Collected data entries

☆ ☆ ☆ ☆ ☆ ☆ ☆

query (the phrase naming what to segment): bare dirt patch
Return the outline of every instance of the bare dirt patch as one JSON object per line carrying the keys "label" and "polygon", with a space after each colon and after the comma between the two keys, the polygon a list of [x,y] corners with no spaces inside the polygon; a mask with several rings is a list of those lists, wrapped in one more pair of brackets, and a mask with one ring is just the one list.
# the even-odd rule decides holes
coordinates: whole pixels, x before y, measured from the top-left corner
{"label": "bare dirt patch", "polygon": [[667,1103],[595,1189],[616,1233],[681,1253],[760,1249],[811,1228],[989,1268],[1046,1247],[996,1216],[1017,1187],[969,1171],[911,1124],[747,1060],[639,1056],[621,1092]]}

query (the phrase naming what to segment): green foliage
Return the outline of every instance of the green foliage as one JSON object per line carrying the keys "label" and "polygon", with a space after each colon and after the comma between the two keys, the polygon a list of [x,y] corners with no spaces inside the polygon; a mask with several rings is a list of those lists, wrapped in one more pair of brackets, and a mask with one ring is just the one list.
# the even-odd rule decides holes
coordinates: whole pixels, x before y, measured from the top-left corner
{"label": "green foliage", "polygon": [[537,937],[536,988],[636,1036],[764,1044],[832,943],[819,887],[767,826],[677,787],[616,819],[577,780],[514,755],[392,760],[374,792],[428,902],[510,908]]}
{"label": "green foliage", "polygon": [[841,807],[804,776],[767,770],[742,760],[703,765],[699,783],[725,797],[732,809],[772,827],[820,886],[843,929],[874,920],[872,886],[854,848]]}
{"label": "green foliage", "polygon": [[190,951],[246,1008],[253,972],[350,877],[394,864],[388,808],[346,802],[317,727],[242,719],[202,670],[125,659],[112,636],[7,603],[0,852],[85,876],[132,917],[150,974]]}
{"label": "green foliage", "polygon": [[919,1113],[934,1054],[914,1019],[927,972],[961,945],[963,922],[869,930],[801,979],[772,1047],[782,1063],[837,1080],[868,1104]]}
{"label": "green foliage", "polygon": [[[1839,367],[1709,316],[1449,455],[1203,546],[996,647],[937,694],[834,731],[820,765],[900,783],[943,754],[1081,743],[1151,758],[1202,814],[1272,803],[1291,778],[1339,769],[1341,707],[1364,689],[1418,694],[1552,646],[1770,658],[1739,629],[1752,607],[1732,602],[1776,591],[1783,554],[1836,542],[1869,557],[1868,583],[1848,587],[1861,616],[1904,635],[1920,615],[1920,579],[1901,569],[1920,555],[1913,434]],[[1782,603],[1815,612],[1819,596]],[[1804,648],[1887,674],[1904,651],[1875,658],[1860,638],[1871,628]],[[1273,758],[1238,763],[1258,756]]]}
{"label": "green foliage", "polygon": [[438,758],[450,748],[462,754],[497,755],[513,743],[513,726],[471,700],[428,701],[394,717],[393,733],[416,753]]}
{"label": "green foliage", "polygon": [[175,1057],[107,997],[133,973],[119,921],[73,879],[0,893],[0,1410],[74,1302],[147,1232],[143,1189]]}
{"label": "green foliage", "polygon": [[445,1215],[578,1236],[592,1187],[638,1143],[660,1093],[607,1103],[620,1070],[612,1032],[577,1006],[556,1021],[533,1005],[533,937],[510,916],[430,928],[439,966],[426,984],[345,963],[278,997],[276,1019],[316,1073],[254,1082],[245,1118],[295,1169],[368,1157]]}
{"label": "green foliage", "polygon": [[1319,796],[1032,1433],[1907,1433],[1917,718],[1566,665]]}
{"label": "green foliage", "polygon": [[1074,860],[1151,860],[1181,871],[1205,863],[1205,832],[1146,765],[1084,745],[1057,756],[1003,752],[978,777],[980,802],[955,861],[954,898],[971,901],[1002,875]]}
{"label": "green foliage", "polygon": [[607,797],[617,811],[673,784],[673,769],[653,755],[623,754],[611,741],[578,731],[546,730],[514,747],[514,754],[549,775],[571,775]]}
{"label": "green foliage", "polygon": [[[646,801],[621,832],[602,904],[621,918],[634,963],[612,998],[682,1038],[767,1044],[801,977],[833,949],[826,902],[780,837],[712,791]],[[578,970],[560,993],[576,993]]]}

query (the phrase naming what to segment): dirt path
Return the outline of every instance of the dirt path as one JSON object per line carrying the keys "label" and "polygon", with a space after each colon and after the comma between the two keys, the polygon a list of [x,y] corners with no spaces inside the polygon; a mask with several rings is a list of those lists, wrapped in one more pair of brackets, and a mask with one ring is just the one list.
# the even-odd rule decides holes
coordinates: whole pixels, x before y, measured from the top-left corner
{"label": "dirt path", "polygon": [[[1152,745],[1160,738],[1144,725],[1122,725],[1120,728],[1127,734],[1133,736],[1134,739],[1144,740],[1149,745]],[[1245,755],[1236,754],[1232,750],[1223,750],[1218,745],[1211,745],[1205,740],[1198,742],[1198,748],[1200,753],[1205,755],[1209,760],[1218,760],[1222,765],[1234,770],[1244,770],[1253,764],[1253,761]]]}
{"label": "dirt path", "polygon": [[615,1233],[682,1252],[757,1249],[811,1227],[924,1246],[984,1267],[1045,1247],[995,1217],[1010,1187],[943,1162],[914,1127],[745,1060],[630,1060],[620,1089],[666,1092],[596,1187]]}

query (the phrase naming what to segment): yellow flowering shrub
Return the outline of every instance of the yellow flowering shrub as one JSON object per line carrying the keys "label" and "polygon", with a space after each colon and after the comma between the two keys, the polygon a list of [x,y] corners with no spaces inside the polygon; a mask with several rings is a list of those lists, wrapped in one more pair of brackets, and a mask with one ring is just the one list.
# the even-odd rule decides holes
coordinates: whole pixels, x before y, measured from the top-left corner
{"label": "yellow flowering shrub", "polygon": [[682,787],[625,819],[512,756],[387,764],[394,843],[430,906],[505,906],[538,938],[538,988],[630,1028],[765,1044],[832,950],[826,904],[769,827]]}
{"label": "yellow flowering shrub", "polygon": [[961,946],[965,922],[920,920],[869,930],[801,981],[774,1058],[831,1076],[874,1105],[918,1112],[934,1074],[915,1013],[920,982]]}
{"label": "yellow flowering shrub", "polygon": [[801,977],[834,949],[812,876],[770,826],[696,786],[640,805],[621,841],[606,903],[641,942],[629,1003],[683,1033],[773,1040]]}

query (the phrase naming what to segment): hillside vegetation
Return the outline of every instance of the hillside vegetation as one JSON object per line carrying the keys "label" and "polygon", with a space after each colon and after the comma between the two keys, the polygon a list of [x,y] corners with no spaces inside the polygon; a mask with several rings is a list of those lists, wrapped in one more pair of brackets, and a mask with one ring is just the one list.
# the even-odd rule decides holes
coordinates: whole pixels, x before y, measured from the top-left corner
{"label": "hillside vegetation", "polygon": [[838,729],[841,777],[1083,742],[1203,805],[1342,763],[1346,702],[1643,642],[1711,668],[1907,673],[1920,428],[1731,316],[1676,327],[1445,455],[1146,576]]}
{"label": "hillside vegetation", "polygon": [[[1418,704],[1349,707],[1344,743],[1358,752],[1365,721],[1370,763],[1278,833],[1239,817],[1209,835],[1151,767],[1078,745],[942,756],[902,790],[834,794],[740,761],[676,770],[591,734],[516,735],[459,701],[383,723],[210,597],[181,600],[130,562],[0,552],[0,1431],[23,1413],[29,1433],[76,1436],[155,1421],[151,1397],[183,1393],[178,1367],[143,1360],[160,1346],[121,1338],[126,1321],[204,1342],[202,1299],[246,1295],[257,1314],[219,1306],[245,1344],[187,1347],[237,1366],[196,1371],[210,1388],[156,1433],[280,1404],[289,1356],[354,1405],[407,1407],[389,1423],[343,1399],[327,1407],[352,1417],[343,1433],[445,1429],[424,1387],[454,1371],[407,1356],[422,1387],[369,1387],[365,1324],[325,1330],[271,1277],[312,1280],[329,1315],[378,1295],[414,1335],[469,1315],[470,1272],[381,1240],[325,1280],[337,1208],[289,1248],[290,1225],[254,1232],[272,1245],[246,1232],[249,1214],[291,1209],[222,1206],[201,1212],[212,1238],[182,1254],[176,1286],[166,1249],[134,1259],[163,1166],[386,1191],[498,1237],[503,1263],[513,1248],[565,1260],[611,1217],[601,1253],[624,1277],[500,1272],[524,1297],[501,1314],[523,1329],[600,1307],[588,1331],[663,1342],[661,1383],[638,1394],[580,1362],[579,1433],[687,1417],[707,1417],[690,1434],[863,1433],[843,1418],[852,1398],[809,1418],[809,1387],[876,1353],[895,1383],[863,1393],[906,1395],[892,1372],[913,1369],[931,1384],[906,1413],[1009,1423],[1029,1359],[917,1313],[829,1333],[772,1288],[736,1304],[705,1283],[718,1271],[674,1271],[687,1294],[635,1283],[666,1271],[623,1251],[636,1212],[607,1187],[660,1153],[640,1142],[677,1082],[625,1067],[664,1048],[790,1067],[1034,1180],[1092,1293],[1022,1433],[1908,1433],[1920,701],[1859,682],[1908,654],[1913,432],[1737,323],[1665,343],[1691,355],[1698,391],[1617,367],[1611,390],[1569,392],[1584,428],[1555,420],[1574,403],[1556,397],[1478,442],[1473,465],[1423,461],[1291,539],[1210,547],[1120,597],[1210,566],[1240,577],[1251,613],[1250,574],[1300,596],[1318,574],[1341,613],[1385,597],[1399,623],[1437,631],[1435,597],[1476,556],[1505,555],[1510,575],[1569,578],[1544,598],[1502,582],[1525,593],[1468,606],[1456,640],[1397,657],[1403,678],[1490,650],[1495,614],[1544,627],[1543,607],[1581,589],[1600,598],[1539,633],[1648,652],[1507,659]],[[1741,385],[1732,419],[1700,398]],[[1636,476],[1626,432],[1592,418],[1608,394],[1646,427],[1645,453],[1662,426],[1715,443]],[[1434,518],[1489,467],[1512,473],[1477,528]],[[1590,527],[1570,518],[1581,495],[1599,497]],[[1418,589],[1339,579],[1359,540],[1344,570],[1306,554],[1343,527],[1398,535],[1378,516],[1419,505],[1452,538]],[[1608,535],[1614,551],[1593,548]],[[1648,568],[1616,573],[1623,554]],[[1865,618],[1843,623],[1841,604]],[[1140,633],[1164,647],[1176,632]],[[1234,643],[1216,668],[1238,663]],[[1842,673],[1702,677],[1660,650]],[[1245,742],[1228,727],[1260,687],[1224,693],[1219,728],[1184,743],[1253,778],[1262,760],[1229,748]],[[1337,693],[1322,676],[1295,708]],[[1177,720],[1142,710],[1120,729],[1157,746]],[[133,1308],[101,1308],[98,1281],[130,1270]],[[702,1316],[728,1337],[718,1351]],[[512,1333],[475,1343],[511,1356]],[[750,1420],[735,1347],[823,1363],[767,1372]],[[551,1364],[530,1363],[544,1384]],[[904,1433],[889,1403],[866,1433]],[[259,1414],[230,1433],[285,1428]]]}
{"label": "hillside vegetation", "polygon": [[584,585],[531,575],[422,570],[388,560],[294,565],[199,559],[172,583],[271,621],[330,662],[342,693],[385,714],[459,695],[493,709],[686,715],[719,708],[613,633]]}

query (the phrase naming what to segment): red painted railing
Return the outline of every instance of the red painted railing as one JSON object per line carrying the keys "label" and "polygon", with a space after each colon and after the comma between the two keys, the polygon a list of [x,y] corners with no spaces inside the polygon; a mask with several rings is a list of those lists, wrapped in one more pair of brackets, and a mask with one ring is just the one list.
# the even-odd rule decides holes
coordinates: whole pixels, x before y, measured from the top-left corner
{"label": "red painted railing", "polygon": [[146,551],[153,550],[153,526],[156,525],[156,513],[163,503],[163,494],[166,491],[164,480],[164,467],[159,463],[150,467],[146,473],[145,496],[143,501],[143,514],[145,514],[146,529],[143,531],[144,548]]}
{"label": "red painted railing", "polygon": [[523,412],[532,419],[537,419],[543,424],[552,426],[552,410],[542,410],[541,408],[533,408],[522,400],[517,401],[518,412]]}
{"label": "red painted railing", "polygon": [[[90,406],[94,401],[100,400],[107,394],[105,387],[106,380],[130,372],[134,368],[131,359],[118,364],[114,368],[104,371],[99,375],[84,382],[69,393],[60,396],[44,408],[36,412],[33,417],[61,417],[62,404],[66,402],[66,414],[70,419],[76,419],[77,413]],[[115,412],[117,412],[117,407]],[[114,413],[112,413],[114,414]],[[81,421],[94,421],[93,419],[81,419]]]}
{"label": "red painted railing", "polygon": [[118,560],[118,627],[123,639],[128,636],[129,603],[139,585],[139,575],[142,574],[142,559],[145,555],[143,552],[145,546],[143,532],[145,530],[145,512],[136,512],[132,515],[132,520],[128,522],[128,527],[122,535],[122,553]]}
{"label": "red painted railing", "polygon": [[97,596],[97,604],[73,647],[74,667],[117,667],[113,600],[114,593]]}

☆ ☆ ☆ ☆ ☆ ☆ ☆

Task details:
Each line from the top of the records down to the one with "Return the outline of every instance of the green" must be retyped exactly; include both ends and nothing else.

Result of the task:
query (the phrase naming what to segment): bare dirt patch
Return the outline of every instance of the bare dirt patch as one JSON object per line carrying the keys "label" and "polygon", with a space after each colon and after the comma between the two keys, the polygon a list of [x,y] corners with no spaces inside the polygon; a mask with several rings is a list of those lists, wrapped in one more pair of brackets, and a mask with one ring is just the one list.
# the even-odd rule decides holes
coordinates: whole pixels, x before y, measured from the top-left corner
{"label": "bare dirt patch", "polygon": [[667,1103],[595,1189],[616,1233],[681,1253],[760,1249],[811,1228],[989,1268],[1046,1247],[996,1216],[1017,1187],[969,1171],[911,1124],[747,1060],[639,1056],[621,1092]]}

query (the phrase naming what to segment): green foliage
Return the outline of every instance of the green foliage as one JSON object per line carrying the keys "label" and "polygon", with a space after each colon and after the comma between the two keys, the polygon a list of [x,y] corners with no spaces inside the polygon; a mask with several rings is a list of those lists, wrapped in one more pair of brackets, and a mask with one ring is just the one list.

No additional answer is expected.